**WHAT TO WORK ON:** Where in the data below does the word "target" appear? Copy each line that holds it.

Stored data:
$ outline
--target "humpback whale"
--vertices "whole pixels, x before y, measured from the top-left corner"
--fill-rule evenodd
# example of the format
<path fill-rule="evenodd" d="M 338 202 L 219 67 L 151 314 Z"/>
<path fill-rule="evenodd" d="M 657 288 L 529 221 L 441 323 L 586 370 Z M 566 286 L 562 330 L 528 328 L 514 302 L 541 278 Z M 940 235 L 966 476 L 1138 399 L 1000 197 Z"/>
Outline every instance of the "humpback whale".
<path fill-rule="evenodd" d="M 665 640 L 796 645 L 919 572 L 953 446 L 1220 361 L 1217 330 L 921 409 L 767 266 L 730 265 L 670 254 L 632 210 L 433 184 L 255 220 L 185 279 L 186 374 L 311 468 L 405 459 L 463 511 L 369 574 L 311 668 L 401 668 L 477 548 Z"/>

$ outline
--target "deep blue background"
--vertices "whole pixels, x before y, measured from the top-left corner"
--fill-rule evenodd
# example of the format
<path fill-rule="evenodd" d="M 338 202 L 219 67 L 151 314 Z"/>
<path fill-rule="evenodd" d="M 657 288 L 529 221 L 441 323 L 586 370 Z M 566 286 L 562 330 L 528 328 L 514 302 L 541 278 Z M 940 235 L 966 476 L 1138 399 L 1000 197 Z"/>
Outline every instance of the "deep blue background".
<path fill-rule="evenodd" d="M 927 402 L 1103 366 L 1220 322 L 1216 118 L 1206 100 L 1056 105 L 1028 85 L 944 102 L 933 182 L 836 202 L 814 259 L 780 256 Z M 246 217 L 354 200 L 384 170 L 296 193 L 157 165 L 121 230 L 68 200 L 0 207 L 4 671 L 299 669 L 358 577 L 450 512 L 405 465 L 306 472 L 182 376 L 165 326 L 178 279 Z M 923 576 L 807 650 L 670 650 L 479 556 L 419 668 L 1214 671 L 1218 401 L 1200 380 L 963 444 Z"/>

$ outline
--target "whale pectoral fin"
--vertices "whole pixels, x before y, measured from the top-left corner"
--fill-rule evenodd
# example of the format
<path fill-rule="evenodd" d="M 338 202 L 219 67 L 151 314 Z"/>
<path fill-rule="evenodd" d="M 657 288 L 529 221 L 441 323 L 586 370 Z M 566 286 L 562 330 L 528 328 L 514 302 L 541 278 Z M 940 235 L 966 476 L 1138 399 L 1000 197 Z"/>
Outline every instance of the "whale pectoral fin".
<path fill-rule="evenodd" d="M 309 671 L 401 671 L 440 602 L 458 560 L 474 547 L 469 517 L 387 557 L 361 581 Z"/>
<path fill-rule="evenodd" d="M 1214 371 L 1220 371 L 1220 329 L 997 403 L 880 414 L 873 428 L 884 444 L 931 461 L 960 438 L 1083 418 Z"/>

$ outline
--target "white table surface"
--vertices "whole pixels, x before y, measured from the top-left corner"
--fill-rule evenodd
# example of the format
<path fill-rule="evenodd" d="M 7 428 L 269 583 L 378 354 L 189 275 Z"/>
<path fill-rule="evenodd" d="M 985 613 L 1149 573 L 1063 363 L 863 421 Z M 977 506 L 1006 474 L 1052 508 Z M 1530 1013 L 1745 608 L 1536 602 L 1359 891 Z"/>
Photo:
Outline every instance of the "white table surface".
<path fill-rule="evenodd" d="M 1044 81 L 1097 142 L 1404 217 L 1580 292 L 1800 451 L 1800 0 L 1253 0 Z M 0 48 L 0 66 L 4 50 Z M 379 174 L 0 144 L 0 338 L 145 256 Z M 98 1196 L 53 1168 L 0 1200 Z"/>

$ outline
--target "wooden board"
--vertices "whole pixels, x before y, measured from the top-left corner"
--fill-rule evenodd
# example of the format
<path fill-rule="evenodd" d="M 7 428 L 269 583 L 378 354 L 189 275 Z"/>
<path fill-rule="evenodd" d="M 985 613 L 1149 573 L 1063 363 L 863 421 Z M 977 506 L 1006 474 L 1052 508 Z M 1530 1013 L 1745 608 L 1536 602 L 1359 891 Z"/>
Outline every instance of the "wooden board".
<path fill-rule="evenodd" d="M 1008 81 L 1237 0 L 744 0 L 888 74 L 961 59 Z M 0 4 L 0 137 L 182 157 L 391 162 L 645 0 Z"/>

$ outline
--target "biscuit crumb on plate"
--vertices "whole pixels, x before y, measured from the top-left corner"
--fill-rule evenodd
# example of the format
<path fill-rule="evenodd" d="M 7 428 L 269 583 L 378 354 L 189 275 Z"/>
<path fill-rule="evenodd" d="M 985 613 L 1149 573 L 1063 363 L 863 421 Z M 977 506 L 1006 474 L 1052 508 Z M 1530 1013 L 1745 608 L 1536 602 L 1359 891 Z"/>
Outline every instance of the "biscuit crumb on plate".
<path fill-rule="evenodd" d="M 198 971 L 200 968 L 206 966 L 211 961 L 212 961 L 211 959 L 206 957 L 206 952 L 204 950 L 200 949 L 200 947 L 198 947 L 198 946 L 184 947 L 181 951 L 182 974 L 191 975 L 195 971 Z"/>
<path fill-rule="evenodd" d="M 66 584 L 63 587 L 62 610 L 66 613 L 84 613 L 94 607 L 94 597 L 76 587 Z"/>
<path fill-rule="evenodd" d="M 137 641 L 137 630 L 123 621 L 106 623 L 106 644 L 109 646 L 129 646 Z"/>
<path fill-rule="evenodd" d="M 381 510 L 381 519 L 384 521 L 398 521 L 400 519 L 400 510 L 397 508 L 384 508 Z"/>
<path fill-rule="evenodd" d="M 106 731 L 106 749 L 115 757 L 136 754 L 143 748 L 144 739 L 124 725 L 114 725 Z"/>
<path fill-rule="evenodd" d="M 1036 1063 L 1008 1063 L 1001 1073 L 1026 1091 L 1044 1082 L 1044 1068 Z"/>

**RESPONSE TO THIS EXERCISE:**
--target "humpback whale"
--target "deep blue background"
--target "whale pectoral fin"
--target "white table surface"
--target "wooden board"
--target "biscuit crumb on plate"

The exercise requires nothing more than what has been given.